▶ _WHAT YOU NEED TO DO_
Swap "Would you be able to" for "Could you" everywhere in the listing below, and write out the full listing again with nothing else altered.

[Object point labels]

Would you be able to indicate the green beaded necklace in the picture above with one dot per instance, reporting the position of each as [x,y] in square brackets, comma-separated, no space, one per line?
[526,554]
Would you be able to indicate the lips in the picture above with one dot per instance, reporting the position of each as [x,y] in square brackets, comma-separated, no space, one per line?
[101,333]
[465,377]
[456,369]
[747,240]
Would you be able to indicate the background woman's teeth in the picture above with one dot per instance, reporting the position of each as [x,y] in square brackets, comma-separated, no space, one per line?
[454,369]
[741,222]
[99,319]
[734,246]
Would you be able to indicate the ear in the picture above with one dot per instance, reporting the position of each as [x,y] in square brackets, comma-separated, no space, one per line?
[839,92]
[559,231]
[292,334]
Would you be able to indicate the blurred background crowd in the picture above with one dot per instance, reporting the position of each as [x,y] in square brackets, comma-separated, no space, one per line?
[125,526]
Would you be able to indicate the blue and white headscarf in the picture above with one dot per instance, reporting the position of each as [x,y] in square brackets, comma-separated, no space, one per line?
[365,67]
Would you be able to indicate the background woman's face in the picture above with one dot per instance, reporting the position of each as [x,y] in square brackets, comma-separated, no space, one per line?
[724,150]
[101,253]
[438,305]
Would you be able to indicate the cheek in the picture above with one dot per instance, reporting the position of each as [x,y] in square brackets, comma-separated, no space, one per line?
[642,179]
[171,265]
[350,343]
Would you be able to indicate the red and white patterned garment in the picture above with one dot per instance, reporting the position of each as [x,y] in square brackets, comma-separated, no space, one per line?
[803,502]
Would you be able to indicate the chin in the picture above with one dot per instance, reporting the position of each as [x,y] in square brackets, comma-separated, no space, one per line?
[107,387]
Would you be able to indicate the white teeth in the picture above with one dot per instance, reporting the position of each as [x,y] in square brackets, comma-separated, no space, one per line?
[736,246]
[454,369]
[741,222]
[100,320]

▶ _FULL ANSWER_
Could you indicate the green beaded necklace in the picture above with one dot per instance, reporting the position of each as [x,y] in square brackets, comma-separated, no space, one per line?
[526,554]
Could you indicate the lips in the picture above with one dot per instance, reporting the position of each as [x,y] in square brackets, comma-separated, no space, one per line?
[101,333]
[465,377]
[456,369]
[747,240]
Could you indicate the background woman's teeth in the picture above with one dot per instance, reporting the position of each as [x,y] in square brackets, comma-separated, no space, one per line?
[454,369]
[741,222]
[99,319]
[734,246]
Could you indicate the ear in the picture above with one dot per instance, reporting the position of each as [x,y] in square brackets, comma-separated, no space, one per line?
[839,92]
[559,231]
[292,334]
Could you indicate the blurred background crowd in the picture above with one dot per instance, reporting the position of each as [x,y] in square brackets, comma-separated, no space, one per line?
[125,526]
Could you indicate the blue and white headscarf in the picture above with one dot per instance, reporting the position of each as [x,y] in square brackets, comma-separated, no space, one per line?
[365,67]
Could you indicate the background woman's face in the picture above with one dot per instance, reporting the position of each as [x,y] in square brackets, comma-separated, no space, one per line?
[724,150]
[101,253]
[438,305]
Could you indicate the cheek in the picture above with one dot per instance, reporting the position of each as [x,y] in square brackets, comma-separated, no space, one per line?
[642,179]
[171,265]
[350,343]
Could you indicate the red and white patterned garment in the picture above with one dot per instance, reporting the position of each as [x,y] in square brackets, comma-separated, no space, one per line?
[803,502]
Could you indicate the chin in the picture above with one dot per instance, reporting the position of each as [x,y] in square brackets, comma-separated, no space, one per line?
[107,387]
Could you indicate the white teeth in the picture above with one dot per instance, reporting the position of each as [x,y] in square brackets, comma-separated, no space, one per line?
[736,246]
[454,369]
[741,222]
[100,320]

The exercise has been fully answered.